*Aim of the task:* Substitute "coarse mask" for "rough mask" in the lines starting with the line with "Task: for each" and going on through the line with "positive clicks: (14, 109) (315, 53)". Return only those lines, otherwise unchanged.

[[ Data open ]]

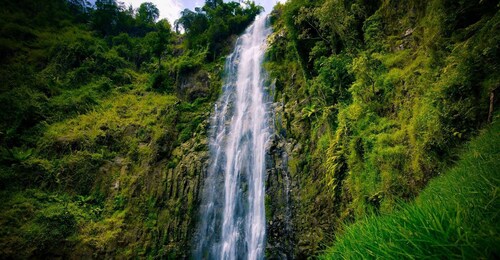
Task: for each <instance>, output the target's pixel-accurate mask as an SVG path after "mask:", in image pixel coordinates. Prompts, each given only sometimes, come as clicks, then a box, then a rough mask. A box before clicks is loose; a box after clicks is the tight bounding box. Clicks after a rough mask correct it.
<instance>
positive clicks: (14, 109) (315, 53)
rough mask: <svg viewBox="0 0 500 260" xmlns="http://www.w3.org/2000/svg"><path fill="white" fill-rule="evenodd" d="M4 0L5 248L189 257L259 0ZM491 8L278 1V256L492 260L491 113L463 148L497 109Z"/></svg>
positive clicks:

[[ Data closed ]]
[[ Data open ]]

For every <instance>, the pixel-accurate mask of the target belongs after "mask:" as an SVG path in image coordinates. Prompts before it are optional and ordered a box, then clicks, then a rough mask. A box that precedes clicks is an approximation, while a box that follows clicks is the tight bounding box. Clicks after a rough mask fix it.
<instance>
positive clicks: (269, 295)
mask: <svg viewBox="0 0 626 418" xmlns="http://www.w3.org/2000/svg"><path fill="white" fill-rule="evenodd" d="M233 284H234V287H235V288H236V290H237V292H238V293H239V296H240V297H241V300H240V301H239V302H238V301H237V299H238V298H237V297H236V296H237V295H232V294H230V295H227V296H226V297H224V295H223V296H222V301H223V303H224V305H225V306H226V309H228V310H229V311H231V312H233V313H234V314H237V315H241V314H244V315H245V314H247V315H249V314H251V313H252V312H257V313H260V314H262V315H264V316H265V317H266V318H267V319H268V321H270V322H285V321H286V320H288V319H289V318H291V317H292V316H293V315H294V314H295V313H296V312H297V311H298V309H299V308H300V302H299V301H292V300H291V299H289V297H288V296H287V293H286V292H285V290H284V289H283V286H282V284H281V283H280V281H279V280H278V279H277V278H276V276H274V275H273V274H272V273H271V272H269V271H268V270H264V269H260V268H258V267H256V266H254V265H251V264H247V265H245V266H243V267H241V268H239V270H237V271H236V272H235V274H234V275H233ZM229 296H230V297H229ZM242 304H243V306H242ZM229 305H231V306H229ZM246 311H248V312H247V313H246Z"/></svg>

[[ Data closed ]]

*Written response:*
Task: for each <instance>, output the target's pixel-accurate mask as an SVG path after "mask:", in image pixel coordinates. Prompts, each given only sometimes, come as clicks, then a box, then a coarse mask. A box before clicks is loose; a box after clicks is the tight bounding box. Clicks after a coarse mask correct it.
<instance>
positive clicks: (14, 109) (315, 53)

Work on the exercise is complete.